Itens armazenados:
====
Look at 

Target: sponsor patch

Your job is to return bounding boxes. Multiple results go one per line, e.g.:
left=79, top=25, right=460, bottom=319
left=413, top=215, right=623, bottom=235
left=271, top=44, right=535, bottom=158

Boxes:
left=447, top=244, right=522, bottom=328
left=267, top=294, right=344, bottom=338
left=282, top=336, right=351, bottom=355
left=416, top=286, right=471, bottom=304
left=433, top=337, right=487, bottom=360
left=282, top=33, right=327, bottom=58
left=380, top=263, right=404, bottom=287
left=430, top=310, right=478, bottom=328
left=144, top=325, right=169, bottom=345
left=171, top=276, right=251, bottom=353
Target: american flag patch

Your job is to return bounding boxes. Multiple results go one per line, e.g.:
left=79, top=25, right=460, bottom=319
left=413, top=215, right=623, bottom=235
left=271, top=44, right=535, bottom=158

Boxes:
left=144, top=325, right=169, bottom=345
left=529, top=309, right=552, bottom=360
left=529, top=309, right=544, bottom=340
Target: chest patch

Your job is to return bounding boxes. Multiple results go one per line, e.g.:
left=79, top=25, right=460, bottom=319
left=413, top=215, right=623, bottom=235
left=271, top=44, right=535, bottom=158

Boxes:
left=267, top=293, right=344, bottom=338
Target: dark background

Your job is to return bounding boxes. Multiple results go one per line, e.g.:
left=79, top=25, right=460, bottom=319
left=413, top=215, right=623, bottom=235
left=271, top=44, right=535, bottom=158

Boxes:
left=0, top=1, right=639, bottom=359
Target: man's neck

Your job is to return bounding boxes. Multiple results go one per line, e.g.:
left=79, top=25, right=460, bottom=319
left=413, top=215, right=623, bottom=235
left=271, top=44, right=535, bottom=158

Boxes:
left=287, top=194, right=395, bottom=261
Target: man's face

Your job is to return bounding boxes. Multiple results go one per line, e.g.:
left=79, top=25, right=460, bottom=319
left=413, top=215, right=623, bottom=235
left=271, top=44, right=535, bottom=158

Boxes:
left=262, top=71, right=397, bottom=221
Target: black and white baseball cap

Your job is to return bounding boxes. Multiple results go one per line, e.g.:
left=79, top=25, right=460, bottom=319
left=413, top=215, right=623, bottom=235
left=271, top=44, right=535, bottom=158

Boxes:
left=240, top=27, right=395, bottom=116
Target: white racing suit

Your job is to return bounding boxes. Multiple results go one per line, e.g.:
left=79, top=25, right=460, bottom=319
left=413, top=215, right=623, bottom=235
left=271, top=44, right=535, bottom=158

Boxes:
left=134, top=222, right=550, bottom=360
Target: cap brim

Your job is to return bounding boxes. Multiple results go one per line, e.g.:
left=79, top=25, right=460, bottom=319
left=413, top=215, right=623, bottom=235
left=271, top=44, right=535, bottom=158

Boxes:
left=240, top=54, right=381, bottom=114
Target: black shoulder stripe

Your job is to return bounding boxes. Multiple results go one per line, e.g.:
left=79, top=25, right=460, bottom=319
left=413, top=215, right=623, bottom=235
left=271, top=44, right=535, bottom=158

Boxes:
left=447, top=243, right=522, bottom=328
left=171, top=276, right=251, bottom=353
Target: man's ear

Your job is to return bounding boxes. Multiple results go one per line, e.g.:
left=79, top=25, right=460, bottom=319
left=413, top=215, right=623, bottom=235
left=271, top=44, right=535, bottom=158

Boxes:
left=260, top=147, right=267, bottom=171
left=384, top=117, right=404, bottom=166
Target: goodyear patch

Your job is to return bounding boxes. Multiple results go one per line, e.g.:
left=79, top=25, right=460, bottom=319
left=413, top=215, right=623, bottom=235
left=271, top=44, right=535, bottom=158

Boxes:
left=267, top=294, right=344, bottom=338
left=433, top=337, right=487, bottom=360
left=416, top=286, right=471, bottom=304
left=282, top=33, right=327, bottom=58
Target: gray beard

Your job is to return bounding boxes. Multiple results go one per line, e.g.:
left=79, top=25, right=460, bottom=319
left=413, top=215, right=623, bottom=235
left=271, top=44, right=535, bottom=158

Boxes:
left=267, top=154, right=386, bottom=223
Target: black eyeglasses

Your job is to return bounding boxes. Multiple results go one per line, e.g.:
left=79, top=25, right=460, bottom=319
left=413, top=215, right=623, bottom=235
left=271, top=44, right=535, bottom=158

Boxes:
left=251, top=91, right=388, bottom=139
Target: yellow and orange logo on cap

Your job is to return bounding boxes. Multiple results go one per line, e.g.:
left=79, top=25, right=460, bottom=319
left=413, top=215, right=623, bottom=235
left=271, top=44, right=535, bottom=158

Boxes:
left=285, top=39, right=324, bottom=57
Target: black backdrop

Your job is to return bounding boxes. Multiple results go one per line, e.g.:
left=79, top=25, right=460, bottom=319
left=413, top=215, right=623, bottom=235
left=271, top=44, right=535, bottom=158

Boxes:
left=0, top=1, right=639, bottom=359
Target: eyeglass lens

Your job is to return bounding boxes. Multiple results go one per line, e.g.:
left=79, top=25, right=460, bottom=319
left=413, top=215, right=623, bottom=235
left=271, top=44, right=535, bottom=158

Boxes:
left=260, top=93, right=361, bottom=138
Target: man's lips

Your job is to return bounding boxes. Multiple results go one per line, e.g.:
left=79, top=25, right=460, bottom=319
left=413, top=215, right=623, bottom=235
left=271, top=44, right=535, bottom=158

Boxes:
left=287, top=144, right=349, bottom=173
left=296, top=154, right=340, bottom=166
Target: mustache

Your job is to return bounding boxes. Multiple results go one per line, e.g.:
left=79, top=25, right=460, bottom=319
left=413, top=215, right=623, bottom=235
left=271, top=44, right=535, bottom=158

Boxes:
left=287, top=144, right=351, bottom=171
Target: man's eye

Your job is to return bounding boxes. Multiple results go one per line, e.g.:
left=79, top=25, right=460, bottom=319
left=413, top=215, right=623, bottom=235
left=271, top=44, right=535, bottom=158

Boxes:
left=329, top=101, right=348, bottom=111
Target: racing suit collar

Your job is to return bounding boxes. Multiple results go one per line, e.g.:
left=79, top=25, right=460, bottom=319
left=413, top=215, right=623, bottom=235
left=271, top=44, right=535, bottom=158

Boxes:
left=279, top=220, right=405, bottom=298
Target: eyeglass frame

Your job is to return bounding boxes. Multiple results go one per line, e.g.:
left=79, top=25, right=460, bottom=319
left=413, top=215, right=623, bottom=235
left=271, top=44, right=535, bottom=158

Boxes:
====
▶ **O QUE FAZER**
Pode reproduzir, sem nenhuma alteração, as linhas das entradas que vão da linha com "Target: cap brim" até a linha com "left=251, top=91, right=388, bottom=139", incluindo as duas?

▶ **SAÍDA COMPLETA**
Target: cap brim

Your job is to return bounding boxes. Multiple results go one per line, e.g.:
left=79, top=25, right=460, bottom=319
left=413, top=215, right=623, bottom=235
left=271, top=44, right=535, bottom=158

Boxes:
left=240, top=54, right=381, bottom=114
Target: black shoulder stripe

Your job is to return bounding boxes. Multiple results go one per line, e.g.:
left=79, top=25, right=460, bottom=319
left=413, top=215, right=623, bottom=235
left=271, top=44, right=535, bottom=158

Boxes:
left=447, top=243, right=522, bottom=328
left=171, top=276, right=251, bottom=353
Target: man's ear

Your job is to return bounding boxes. Multiple results go one per line, e.g.:
left=79, top=25, right=460, bottom=319
left=413, top=215, right=623, bottom=235
left=271, top=44, right=535, bottom=158

Boxes:
left=260, top=147, right=267, bottom=171
left=384, top=117, right=404, bottom=166
Target: goodyear patch

Your job is to return bounding boxes. Multiple results go one per line, e.g.:
left=79, top=25, right=460, bottom=319
left=413, top=215, right=623, bottom=235
left=271, top=44, right=535, bottom=158

Boxes:
left=267, top=294, right=344, bottom=338
left=433, top=337, right=487, bottom=360
left=416, top=286, right=471, bottom=304
left=282, top=33, right=327, bottom=58
Target: gray beard

Your job is to return bounding boxes. Multiple results go one per line, e.g.:
left=79, top=25, right=460, bottom=319
left=413, top=215, right=623, bottom=235
left=271, top=44, right=535, bottom=158

Boxes:
left=267, top=154, right=386, bottom=223
Target: black eyeglasses

Your job is to return bounding boxes. Multiple results go one per line, e.g.:
left=79, top=25, right=460, bottom=319
left=413, top=215, right=623, bottom=235
left=271, top=44, right=535, bottom=158

Boxes:
left=251, top=91, right=388, bottom=139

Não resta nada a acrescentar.